▸ **Exercise description**
Copy out all the entries below, word for word.

Data records: Begin

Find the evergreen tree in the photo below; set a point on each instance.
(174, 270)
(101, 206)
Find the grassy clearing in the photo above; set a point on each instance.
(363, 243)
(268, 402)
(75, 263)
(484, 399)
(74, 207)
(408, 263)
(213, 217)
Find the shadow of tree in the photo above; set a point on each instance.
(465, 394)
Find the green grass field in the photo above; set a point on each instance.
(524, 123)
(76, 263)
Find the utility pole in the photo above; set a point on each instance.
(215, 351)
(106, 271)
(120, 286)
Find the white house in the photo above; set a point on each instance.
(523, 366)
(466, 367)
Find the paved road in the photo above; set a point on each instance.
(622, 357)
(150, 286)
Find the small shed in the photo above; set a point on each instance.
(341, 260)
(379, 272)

Data records: End

▸ **Expected answer**
Find the evergreen tree in the photo below; set a point on each instance.
(174, 270)
(101, 206)
Find the grassy clearing in the photo above; set a point on each instance.
(363, 243)
(268, 402)
(75, 263)
(484, 399)
(74, 207)
(408, 263)
(213, 217)
Find the shadow of tree in the photo above; set a point on each instance.
(465, 394)
Find the green grass field in the photo above; set a point on each instance.
(524, 123)
(76, 263)
Find the utility pole in the photo above; set a point on each instance.
(215, 351)
(106, 271)
(120, 286)
Find the white house in the photo above; set a point on each instance.
(523, 366)
(466, 367)
Find the paved road in the photo above; set a point on each instance.
(622, 357)
(150, 286)
Find the small shed in the photo above; set a point on each instance.
(341, 260)
(379, 272)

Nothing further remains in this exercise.